What you will do: Pull out each line of the material below that contains the string "long", and copy those lines unchanged.

Provided data:

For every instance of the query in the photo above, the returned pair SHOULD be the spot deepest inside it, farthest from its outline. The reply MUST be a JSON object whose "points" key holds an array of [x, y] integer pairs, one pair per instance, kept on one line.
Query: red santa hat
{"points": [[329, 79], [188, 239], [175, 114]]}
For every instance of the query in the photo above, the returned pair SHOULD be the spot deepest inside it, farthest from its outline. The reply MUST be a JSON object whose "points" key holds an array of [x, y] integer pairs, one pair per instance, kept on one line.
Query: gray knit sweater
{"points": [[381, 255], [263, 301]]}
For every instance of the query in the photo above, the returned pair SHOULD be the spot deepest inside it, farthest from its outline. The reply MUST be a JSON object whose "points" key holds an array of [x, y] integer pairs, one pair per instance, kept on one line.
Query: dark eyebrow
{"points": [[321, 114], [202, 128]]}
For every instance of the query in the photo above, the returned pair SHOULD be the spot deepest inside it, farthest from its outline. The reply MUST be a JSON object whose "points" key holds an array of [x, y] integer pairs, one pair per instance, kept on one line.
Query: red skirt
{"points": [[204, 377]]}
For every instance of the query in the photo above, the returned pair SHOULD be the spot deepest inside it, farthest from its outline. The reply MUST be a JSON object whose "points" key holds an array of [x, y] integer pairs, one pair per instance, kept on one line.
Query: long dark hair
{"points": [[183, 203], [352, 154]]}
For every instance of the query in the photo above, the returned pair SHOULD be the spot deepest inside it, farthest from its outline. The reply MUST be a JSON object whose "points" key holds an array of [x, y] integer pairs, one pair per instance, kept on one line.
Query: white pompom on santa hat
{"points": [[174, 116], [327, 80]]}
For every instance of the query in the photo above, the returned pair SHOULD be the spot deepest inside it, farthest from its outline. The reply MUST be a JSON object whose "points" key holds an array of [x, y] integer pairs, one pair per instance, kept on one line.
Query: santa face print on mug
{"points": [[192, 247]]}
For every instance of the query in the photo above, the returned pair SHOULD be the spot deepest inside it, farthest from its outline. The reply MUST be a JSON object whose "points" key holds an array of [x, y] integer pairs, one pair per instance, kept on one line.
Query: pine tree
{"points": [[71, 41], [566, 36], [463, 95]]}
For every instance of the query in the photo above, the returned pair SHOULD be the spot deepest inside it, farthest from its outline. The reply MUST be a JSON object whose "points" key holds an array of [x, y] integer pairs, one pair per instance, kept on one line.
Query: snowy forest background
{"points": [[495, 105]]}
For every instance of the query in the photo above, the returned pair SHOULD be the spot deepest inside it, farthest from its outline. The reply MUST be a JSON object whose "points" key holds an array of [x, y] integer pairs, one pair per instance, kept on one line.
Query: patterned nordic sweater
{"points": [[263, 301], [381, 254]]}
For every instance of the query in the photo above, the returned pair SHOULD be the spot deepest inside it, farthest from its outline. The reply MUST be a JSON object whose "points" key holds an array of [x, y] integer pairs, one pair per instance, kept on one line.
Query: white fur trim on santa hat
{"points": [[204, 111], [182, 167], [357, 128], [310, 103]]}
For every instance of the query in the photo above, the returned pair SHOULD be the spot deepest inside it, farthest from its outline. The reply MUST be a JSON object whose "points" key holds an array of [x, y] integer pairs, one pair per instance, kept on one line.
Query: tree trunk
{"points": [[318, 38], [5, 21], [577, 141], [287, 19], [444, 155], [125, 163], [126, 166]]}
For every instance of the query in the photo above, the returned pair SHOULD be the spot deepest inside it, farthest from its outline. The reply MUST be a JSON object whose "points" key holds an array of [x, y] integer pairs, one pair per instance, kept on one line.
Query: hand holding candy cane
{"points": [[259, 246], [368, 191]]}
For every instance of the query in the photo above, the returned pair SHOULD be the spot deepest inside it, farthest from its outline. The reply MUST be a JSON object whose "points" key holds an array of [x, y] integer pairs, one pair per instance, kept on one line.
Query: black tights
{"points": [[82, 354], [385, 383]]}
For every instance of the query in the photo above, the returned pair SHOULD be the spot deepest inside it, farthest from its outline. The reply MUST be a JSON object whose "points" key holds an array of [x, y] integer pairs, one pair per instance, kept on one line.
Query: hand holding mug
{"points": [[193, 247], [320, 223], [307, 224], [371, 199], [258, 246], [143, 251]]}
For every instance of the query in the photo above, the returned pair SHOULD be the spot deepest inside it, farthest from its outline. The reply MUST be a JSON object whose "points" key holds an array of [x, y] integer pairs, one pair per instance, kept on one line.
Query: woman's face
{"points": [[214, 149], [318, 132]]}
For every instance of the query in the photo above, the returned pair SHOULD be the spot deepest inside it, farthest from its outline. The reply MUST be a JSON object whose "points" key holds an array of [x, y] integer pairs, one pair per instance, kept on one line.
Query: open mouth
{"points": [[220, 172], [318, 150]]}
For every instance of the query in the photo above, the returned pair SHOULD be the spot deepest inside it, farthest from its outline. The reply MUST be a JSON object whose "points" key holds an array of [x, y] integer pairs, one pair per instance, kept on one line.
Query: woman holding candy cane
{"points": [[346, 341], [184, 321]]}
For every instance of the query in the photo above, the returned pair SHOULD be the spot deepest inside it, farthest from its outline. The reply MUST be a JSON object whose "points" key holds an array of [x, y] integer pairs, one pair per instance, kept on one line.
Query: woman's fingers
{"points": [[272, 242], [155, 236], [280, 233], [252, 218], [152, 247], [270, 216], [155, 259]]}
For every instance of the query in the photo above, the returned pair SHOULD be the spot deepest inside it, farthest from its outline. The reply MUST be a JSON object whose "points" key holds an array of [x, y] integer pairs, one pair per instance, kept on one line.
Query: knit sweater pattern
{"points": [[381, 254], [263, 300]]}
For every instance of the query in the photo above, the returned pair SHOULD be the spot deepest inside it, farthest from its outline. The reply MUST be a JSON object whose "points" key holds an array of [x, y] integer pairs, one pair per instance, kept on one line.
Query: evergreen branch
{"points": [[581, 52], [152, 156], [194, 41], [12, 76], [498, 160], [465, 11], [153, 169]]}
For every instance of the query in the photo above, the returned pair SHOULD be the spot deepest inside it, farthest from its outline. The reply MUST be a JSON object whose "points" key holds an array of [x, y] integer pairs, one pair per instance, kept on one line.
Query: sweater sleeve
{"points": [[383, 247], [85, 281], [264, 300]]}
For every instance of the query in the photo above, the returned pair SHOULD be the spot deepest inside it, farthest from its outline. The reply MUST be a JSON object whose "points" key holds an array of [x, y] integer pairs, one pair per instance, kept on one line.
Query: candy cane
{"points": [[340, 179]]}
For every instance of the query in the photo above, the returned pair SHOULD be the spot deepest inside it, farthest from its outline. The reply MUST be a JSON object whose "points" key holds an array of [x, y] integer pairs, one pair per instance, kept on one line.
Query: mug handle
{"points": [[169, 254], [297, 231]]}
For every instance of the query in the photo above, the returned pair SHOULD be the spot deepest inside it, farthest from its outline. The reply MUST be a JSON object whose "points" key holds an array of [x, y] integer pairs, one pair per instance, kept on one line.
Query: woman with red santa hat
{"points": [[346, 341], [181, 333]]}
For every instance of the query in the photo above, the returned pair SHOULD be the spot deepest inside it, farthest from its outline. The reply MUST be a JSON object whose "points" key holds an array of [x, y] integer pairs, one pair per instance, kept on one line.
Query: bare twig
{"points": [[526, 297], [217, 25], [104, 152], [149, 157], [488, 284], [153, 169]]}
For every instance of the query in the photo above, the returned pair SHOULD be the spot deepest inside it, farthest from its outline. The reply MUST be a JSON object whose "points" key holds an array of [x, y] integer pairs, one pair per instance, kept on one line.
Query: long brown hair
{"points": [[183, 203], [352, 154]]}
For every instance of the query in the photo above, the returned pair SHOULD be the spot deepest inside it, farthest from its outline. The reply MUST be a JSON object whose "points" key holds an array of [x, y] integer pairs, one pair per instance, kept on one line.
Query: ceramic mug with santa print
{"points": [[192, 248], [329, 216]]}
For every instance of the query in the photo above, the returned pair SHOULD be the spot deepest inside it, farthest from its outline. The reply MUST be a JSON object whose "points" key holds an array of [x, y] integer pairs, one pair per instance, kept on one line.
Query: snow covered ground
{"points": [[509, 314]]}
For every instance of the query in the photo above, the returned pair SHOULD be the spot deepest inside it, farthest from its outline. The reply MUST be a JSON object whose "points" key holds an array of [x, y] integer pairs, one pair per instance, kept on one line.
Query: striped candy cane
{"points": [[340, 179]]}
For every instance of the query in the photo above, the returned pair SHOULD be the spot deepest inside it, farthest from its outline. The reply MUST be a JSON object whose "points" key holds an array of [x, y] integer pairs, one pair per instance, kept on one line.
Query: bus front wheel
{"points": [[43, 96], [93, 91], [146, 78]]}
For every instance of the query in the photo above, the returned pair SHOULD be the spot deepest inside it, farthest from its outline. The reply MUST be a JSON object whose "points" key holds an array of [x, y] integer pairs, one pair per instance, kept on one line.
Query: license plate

Full answer:
Query: long dark hair
Query: long brown hair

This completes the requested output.